● Action item
For this exercise, return the line containing "Please drop a marker on the window" and every line after it through the end of the records below, without alteration.

-- Exercise inputs follows --

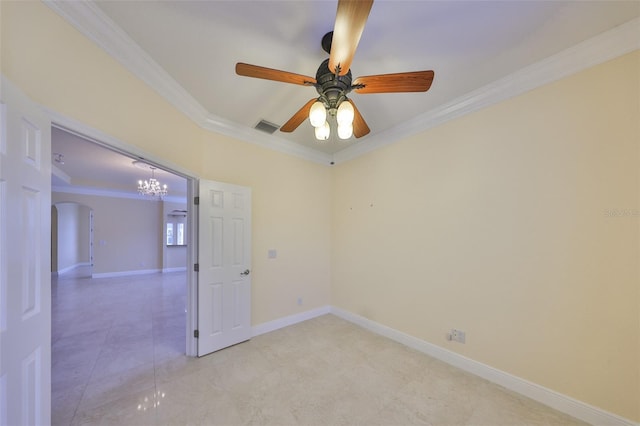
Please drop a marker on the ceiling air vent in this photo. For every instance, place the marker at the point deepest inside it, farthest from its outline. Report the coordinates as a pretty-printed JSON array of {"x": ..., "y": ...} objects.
[{"x": 265, "y": 126}]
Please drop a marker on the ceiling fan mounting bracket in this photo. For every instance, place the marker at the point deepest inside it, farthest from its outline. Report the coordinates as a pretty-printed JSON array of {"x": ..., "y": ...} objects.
[{"x": 332, "y": 87}]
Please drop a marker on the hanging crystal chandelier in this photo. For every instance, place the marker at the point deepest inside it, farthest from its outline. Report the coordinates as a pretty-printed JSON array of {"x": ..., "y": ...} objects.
[{"x": 151, "y": 187}]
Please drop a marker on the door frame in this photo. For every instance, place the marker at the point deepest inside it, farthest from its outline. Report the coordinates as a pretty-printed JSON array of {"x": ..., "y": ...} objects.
[{"x": 96, "y": 136}]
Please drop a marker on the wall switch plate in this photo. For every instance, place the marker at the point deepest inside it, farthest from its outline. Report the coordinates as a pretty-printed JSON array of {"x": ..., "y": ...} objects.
[{"x": 456, "y": 335}]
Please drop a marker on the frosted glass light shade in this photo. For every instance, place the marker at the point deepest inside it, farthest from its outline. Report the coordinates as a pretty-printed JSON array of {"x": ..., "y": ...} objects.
[
  {"x": 345, "y": 113},
  {"x": 345, "y": 131},
  {"x": 322, "y": 132},
  {"x": 317, "y": 114}
]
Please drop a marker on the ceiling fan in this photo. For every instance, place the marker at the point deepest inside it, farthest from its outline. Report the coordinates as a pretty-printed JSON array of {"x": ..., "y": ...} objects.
[{"x": 333, "y": 80}]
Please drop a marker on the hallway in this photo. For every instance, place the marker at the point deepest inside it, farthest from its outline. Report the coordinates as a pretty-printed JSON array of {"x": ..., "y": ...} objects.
[{"x": 108, "y": 334}]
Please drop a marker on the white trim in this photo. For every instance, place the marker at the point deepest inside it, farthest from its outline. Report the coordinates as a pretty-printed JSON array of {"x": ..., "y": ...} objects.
[
  {"x": 178, "y": 269},
  {"x": 126, "y": 273},
  {"x": 279, "y": 323},
  {"x": 89, "y": 19},
  {"x": 599, "y": 49},
  {"x": 558, "y": 401},
  {"x": 97, "y": 26},
  {"x": 72, "y": 267}
]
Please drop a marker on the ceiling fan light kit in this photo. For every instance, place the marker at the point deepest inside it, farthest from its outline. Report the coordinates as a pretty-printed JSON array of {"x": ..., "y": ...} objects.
[{"x": 334, "y": 81}]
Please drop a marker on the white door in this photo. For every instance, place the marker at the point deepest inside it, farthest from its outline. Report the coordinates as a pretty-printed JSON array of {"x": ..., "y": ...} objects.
[
  {"x": 25, "y": 262},
  {"x": 224, "y": 259}
]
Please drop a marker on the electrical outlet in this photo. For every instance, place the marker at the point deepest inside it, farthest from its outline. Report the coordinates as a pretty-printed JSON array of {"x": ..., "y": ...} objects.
[{"x": 456, "y": 335}]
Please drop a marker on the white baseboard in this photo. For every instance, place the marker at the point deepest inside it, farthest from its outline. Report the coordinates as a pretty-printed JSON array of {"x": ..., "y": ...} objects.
[
  {"x": 72, "y": 267},
  {"x": 266, "y": 327},
  {"x": 126, "y": 273},
  {"x": 178, "y": 269},
  {"x": 558, "y": 401}
]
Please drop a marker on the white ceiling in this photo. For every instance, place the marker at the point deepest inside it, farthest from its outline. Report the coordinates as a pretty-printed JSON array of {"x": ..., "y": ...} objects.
[{"x": 469, "y": 45}]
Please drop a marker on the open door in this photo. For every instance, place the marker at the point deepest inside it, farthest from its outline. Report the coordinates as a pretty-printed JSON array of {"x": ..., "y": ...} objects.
[
  {"x": 224, "y": 259},
  {"x": 25, "y": 270}
]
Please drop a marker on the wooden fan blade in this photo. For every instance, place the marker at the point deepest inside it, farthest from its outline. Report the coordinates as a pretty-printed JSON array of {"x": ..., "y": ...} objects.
[
  {"x": 350, "y": 20},
  {"x": 417, "y": 81},
  {"x": 256, "y": 71},
  {"x": 298, "y": 117},
  {"x": 360, "y": 127}
]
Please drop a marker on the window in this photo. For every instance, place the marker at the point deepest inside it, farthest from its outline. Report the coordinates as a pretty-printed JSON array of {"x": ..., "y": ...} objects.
[{"x": 176, "y": 230}]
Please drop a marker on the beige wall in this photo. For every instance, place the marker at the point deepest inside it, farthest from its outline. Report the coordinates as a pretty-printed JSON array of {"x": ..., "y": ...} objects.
[
  {"x": 59, "y": 68},
  {"x": 501, "y": 224}
]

-- Exercise inputs concluded --

● Worked solution
Please drop a marker on the window in this photo. For every instance, place the marker at the point deepest inside it, farthest from its outline. Report the coordinates as a pretty-printed JSON array of {"x": ..., "y": ...} objects.
[{"x": 176, "y": 230}]
Please drop a marker on the beige wall in this photo. For every instance, place the marker at the point deepest inside it, farthest from its outline. Report the coordinates as a pretty-printed JSON array of {"x": ..., "y": ...} objects.
[
  {"x": 59, "y": 68},
  {"x": 501, "y": 224}
]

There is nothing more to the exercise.